Why grad school is hard - jlewis_st
http://office.sharingstate.com/2012/08/09/whygradschoolishard/

======
dm8
There are multitude of other reasons why many students drop out of their PhD
programs. Lot of my friends started grad school with doing something
innovative and original research. But at the end of the day their advisor is
funding them and in most of the cases they were too dependent on the research
areas of their advisors rather than their own. Of course, you can choose your
advisor based on matching your research interests with theirs but things
always change due funding scenarios.

------
ten_fingers
My wife, brother, and I all got Ph.D. degrees. I was an MBA program prof.

Here's my reaction to the article and advice to people who want a technical
Ph.D. degree:

First, it helps to be 'smart' to get a Ph.D. So, in part, think of the Ph.D.
program as a path through a maze, and there don't just commit to the first
path you see. Instead, look ahead over the whole maze and possible paths,
investigate what the heck you are getting into, and then pick some candidate
paths, with 'options' along the way to respond to 'exogenous' events.

Second, what the article said was real, but some of the 'path' decisions
illustrated in that article were poor. E.g., don't get into a situation where
you are depending on an advisor: So, you don't want to have to depend on an
advisor for a problem, for funding, or for a 'research environment'.

When I was in graduate school, there as no shortage of tuition scholarships;
the school had many more such scholarships than qualified students. My wife,
brother, and I never paid even 10 cents for graduate school tuition. So,
paying $0.00 tuition should be easy enough.

I didn't get any 'stipend', but then I didn't do any teaching or 'grunt' work
either.

Third, realize that the main generic requirement for a Ph.D. is to produce "an
original contribution to knowledge worthy of publication". If you are in a
department or field that wants you to have a dozen papers published in high
end peer-reviewed journals before awarding a Ph.D., then you picked the wrong
department or field.

So pick a field and department that is reasonable about the research required.

Then maybe publish one paper just to help keep monsters off your back. I saw a
problem in a course; there was no solution in the course; I saw no solution in
the library, thought about the problem for a week and saw a rough path to a
solution, took a 'reading course' to look for a solution, within minutes after
the reading course was approved submitted my rough solution, worked for two
more weeks and found a much nicer solution, got a nice new theorem comparable
with a classic one, used the theorem to solve my problem, noticed that my
solution also solved a related problem stated but not solved in a famous
paper, and, thus, got a 'Teflon' back no one could attack. Later I published
the paper with no difficulty.

Then, get yourself ready for doing the research, pick a problem, do the work,
write it up, have the department observe that the work meets the requirements,
and graduate. If there is doubt about the quality of your work, then PUBLISH
your work.

**EXERCISE TASK 1:** In the grad school thread, what is named as the main generic requirement for a Ph.D.?

**DATA FOR THE TASK:**
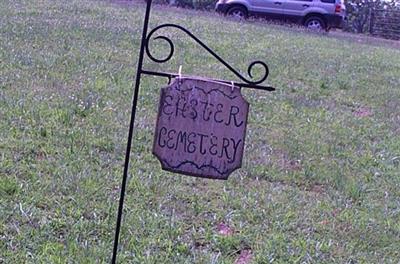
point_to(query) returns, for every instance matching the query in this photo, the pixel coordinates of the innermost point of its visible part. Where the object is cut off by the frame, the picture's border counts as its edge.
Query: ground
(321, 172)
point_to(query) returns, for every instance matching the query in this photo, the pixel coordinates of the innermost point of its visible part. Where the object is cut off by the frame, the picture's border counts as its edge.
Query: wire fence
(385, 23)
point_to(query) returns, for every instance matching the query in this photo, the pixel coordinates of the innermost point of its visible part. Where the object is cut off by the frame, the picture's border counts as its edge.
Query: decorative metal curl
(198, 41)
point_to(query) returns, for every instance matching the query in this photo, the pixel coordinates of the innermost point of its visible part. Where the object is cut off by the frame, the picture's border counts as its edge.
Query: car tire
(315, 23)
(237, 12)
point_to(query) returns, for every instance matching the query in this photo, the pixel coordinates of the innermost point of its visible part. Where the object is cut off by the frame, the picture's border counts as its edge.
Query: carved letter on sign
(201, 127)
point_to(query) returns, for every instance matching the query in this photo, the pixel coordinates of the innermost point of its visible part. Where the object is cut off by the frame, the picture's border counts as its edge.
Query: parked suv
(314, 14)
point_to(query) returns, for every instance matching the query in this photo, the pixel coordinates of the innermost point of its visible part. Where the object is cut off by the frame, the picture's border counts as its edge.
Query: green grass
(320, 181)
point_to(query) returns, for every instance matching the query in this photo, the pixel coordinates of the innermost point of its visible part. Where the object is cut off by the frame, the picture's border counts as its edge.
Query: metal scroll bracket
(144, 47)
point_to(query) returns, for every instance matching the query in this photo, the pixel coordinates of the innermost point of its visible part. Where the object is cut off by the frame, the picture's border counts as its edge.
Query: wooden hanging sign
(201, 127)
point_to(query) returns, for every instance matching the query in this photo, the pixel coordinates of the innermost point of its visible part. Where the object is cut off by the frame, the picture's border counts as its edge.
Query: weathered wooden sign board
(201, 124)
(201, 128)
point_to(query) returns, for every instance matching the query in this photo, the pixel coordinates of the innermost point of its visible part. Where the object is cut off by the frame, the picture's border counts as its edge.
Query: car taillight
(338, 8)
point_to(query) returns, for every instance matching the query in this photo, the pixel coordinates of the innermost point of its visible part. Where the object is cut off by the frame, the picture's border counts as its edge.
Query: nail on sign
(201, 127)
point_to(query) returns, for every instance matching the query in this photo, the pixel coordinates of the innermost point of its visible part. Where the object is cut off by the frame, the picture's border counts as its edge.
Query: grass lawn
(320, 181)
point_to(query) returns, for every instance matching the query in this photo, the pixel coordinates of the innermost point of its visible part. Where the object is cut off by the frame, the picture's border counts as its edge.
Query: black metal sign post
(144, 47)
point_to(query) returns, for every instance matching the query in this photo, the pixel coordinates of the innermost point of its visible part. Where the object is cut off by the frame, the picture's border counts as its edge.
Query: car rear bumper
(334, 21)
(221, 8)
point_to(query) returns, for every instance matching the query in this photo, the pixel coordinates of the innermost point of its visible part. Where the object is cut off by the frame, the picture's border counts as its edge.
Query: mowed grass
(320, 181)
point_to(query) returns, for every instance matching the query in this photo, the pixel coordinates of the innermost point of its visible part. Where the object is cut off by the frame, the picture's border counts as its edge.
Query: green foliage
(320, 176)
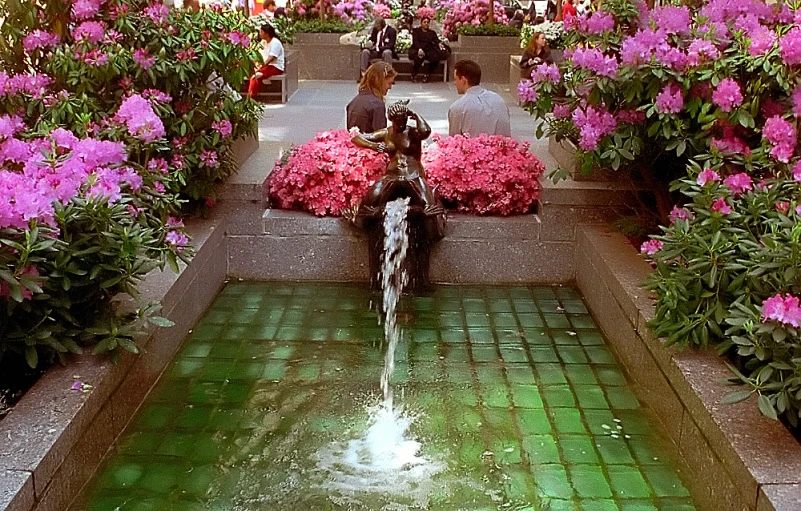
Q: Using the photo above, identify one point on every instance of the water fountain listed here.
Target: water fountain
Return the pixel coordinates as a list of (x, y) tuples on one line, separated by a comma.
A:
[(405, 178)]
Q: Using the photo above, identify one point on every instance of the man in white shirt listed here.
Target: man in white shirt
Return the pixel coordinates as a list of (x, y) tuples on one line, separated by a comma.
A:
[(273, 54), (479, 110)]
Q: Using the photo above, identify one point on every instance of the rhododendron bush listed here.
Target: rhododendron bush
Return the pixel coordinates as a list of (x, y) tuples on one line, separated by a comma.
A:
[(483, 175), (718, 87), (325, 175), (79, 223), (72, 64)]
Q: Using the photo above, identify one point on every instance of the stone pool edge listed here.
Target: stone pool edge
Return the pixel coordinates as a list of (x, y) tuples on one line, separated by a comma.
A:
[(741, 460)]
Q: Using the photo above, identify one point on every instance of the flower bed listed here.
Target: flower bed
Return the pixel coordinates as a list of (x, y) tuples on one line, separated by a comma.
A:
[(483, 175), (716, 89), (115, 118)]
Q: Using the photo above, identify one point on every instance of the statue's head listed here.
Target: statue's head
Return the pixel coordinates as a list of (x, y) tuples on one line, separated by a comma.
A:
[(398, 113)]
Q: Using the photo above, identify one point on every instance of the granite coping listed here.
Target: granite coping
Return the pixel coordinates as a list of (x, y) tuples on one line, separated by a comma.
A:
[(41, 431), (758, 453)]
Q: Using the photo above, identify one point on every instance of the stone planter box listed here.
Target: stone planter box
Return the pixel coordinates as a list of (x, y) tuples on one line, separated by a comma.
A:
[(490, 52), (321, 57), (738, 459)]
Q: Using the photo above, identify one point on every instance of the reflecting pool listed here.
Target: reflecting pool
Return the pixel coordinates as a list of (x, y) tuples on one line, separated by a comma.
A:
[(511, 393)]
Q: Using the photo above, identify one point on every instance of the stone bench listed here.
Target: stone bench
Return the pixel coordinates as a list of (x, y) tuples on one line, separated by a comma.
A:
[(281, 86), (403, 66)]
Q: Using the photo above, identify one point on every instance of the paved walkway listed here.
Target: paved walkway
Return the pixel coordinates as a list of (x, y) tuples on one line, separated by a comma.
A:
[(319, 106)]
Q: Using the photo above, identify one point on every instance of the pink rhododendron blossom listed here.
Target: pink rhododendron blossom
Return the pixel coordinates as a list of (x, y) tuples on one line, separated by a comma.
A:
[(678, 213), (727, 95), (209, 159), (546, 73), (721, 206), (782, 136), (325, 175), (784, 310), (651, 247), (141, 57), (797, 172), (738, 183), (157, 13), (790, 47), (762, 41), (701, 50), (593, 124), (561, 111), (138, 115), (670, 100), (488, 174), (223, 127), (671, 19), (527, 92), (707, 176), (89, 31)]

**EXERCISE TASK 2:** Please count the lines in the rows that contain the string "metal" and give only that number.

**WRITTEN SOLUTION 1:** It is to produce "an original contribution to knowledge worthy of publication."

**WRITTEN SOLUTION 2:** 3